--- Trecho da página ---
+++++
O Portal Negro é um posto avançado da Galáxia da Luz, sendo o território de maior disputa entre as duas forças. Do lado da Luz, está Urumm, também chamado de A Fonte. Do lado das Trevas, está o Senhor Oculto. Suas forças militares são lideradas pelo tirânico Lorde Na, cujos poderes de conversão deram origem aos Deadsiders, um gigantesco exército de guerreiros demoníacos espalhado por quase toda a galáxia.
É neste contexto básico — mas com desdobramentos bastante intrincados — que Laz e a autointitulada Gangue da Luz buscam a diferença que significará a vitória (ou a derrota) decisiva. Se é que aquilo tudo é mesmo real, no final das contas...
Sobre os desdobramentos intrincados, não é força de expressão. Veitch criou um universo vasto e riquíssimo, com várias soluções inusitadas para evitar o lugar-comum.
Um exemplo é no início, quando Laz chega ao Portal Negro e vê seus velhos amigos combatendo Deadsiders com indumentárias e armamentos remetendo aos séculos 16 e 17. As circunstâncias naquela galáxia eram ainda mais primitivas, quando houve um salto tecnológico a partir do ano 1519 terrestre. Não por acaso, o ano do falecimento de ninguém menos que Leonardo da Vinci. Tendo trabalhado como arquiteto e engenheiro militar para os Bórgia, Leonardo também projetou várias fortalezas e instrumentos bélicos, o que lhe rendeu uma passagem só de ida para aquela guerra.
O polímata italiano foi o primeiro a explorar o potencial dos Menteps, criaturas azuladas ligadas diretamente à Fonte. Além de um grande alcance telepático, esses seres têm o poder de levitar e acelerar qualquer objeto à velocidade da luz. Assim, eles passam a usar essa capacidade nas imensas belonaves de pedra utilizadas pelos soldados da Galáxia da Luz.
Contudo, mesmo sendo um pioneiro e visionário, Leonardo ainda era limitado à perspectiva de seu tempo.
Dessa forma, naquele continuum (ou, como Cam Kennedy gosta de dizer, naquele "plano temporal alternativo"), toda a evolução tecnológica e cultural estagnou por volta do ano 1700 em padrões de tempo terrestres.
Outro gênio a aportar na Galáxia da Luz foi o revolucionário inventor e engenheiro Nikola Tesla, falecido em 1943. Em Abraxas, o controverso cientista enfrenta o protecionismo quase dogmático ao redor das criações defasadas de Leonardo. Pressionado pelo Conselho da Conferência Galáctica, ele passa a trabalhar numa "Máquina de Destruição" (vulgo seu-2º-Raio-da-Morte). Enquanto isso, Nicholas Tesla, seu neto (ficcional), inadvertidamente desenvolve na Terra um dispositivo capaz de abrir um portal para aquela dimensão. E essa é só a ponta de Taa II.
+++++
--- Dados listados ---

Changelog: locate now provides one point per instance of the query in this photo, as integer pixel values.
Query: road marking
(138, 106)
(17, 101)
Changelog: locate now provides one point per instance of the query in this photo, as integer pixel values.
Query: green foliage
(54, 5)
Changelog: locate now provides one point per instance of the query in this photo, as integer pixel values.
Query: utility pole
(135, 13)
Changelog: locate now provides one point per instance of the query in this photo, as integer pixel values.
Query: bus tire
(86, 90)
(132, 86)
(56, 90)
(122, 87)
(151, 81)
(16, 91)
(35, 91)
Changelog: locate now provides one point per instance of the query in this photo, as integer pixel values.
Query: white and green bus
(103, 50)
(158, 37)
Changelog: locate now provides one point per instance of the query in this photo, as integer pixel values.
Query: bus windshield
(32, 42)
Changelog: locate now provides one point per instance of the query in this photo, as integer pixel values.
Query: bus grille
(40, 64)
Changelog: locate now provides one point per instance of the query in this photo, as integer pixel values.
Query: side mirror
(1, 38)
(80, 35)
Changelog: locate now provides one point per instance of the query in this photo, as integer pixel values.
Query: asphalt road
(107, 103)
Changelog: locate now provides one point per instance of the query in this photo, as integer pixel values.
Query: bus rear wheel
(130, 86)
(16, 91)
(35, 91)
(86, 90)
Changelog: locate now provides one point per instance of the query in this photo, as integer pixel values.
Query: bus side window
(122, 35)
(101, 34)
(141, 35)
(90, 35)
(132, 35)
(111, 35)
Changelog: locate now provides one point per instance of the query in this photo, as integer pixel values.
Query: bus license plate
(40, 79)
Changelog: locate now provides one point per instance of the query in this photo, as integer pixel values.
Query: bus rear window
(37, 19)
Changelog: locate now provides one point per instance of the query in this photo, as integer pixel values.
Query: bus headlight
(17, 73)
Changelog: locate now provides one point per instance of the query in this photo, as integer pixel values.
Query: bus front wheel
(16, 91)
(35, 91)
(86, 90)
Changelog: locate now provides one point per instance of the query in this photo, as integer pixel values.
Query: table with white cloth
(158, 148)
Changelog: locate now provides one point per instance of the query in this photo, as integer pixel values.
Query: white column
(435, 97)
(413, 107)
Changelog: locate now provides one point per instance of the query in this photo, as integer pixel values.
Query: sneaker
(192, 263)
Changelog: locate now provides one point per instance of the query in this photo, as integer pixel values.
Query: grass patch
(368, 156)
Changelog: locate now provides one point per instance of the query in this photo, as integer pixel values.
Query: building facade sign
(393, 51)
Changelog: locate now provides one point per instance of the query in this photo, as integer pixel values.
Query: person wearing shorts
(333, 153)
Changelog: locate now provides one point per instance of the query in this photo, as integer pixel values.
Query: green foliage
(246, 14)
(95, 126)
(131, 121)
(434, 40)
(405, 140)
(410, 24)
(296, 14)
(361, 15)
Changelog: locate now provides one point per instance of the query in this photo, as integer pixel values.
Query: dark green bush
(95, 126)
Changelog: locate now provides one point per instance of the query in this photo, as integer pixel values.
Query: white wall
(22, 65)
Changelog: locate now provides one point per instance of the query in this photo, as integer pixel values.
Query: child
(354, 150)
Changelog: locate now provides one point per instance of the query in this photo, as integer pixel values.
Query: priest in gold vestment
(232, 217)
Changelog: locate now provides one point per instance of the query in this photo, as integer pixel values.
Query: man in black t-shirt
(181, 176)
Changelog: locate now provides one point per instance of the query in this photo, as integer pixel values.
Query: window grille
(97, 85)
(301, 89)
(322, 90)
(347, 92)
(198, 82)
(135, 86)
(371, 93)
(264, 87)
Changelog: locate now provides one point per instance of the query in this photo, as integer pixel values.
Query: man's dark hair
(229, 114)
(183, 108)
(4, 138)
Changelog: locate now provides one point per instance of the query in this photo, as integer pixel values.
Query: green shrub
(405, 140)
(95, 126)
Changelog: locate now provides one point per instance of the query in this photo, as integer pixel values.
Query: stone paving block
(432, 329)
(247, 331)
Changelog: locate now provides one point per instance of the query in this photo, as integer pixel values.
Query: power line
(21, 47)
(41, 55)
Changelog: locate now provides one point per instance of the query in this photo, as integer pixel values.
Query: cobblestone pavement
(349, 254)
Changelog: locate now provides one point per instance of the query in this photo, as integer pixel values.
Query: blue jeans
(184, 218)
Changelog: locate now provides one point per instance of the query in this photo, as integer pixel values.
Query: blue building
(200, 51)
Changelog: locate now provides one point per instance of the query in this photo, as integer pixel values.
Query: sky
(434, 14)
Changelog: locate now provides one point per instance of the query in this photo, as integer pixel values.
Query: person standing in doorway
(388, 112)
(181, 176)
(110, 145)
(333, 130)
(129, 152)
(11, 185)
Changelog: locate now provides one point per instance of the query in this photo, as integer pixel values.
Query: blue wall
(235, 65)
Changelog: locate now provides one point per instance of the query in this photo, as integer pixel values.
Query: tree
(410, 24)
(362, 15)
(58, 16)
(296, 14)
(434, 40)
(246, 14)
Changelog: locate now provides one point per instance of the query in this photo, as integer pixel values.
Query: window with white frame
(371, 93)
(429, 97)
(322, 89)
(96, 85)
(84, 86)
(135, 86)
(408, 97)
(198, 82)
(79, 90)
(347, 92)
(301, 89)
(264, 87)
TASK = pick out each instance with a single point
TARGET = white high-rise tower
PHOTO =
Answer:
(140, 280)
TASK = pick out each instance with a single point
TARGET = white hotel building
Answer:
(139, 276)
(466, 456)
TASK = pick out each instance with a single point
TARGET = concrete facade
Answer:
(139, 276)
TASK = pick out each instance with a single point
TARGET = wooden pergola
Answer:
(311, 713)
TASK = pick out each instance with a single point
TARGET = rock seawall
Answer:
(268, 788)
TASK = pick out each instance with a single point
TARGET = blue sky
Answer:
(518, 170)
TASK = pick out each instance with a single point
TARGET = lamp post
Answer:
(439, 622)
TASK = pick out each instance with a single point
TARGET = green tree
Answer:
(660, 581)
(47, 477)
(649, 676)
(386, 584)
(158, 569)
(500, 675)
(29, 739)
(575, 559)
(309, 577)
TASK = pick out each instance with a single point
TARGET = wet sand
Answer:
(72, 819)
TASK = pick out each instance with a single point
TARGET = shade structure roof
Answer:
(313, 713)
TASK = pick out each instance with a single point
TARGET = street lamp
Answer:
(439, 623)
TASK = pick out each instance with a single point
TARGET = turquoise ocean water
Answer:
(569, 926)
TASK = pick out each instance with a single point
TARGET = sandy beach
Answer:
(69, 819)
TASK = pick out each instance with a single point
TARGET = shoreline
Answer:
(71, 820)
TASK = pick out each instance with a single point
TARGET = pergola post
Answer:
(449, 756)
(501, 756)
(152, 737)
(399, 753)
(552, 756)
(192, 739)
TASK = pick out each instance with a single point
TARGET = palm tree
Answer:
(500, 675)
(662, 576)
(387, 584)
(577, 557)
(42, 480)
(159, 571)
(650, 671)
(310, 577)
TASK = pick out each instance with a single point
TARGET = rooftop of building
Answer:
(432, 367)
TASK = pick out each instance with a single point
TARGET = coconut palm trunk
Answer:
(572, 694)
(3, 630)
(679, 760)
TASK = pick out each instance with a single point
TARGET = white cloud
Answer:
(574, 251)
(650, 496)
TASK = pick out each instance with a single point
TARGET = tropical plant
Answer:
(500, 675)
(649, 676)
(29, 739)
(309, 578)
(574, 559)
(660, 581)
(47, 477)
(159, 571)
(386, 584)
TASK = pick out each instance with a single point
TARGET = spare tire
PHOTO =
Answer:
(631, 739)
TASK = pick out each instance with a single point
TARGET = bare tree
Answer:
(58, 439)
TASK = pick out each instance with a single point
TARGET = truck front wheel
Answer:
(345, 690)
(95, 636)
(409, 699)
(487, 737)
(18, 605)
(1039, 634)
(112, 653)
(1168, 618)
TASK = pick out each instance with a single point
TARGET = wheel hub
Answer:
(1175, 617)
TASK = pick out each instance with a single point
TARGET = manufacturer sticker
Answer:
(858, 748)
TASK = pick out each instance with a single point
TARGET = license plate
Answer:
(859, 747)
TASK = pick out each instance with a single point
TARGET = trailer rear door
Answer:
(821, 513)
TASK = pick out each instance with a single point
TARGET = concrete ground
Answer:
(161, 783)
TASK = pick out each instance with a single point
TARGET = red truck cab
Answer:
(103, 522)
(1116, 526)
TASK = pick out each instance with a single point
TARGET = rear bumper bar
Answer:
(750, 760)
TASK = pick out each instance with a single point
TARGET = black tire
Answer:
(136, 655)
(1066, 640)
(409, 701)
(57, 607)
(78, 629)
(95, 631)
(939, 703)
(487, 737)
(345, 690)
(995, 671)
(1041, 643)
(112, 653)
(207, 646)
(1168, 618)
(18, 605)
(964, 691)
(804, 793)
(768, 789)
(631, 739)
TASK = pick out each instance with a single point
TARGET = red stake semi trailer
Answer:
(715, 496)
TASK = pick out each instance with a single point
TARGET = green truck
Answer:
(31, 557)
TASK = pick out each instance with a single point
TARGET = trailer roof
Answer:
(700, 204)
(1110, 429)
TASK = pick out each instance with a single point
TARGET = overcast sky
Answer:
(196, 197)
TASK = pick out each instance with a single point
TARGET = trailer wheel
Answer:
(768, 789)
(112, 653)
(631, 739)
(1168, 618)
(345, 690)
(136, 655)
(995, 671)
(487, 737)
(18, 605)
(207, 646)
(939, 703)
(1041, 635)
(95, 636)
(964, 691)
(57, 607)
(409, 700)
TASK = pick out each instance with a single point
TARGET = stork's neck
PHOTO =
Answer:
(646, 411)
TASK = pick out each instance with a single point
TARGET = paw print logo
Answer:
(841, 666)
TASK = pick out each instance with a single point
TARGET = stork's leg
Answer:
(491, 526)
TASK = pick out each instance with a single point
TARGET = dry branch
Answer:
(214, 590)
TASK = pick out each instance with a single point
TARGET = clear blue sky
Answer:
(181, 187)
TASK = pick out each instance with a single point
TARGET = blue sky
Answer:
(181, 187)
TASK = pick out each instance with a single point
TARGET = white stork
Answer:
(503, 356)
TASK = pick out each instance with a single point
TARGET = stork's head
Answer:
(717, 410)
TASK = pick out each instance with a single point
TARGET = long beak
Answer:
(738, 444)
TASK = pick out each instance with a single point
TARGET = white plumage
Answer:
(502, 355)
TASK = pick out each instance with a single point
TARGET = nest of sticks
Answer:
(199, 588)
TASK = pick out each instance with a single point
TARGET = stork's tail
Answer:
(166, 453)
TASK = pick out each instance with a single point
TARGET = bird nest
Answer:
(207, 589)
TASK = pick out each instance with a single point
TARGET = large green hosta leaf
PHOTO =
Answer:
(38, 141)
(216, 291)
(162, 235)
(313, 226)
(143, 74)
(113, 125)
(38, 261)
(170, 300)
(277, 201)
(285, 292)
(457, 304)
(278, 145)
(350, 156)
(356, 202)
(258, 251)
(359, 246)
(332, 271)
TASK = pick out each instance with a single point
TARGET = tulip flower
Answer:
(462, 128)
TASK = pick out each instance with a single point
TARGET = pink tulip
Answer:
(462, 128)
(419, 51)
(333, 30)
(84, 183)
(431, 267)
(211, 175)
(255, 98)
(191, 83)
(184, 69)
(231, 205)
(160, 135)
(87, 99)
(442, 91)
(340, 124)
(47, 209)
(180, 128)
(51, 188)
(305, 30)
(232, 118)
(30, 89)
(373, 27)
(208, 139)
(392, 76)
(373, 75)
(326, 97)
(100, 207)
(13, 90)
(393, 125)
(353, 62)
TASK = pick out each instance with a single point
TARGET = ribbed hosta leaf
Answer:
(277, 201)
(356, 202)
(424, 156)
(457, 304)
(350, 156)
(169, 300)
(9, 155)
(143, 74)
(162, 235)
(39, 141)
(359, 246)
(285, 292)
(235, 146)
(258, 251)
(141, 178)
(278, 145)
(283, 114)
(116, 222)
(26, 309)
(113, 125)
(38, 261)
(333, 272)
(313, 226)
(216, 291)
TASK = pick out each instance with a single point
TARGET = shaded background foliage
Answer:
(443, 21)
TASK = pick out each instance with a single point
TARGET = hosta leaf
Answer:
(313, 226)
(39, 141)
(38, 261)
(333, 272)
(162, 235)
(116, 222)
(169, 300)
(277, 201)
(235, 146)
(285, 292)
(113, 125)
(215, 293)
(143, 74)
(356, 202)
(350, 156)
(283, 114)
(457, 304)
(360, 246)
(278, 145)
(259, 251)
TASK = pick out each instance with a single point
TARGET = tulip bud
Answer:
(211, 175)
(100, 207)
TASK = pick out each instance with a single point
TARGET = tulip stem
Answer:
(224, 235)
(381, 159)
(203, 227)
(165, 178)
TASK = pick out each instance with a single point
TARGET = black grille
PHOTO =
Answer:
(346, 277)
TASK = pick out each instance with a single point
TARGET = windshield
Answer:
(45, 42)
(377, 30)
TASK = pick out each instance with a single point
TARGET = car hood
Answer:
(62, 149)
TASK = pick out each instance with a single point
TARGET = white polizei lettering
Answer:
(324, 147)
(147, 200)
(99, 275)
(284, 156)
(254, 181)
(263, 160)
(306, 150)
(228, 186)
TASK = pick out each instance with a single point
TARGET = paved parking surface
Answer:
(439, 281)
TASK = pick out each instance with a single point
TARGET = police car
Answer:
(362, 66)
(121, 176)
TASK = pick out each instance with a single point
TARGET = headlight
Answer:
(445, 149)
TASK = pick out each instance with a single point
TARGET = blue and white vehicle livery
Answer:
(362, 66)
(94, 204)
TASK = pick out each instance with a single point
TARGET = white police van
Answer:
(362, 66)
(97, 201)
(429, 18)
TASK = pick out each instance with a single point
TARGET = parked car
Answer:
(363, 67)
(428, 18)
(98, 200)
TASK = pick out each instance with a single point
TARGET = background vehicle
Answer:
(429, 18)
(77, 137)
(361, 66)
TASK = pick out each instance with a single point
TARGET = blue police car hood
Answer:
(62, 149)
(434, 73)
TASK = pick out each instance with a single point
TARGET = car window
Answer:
+++++
--- Descrição do exercício ---
No texto sobre o Portal Negro, substitua "Senhor Oculto" por "Mestre Oculto" e reproduza tudo desde "O Portal Negro é" até "toda a galáxia.".

--- Resposta do exercício ---
O Portal Negro é um posto avançado da Galáxia da Luz, sendo o território de maior disputa entre as duas forças. Do lado da Luz, está Urumm, também chamado de A Fonte. Do lado das Trevas, está o Mestre Oculto. Suas forças militares são lideradas pelo tirânico Lorde Na, cujos poderes de conversão deram origem aos Deadsiders, um gigantesco exército de guerreiros demoníacos espalhado por quase toda a galáxia.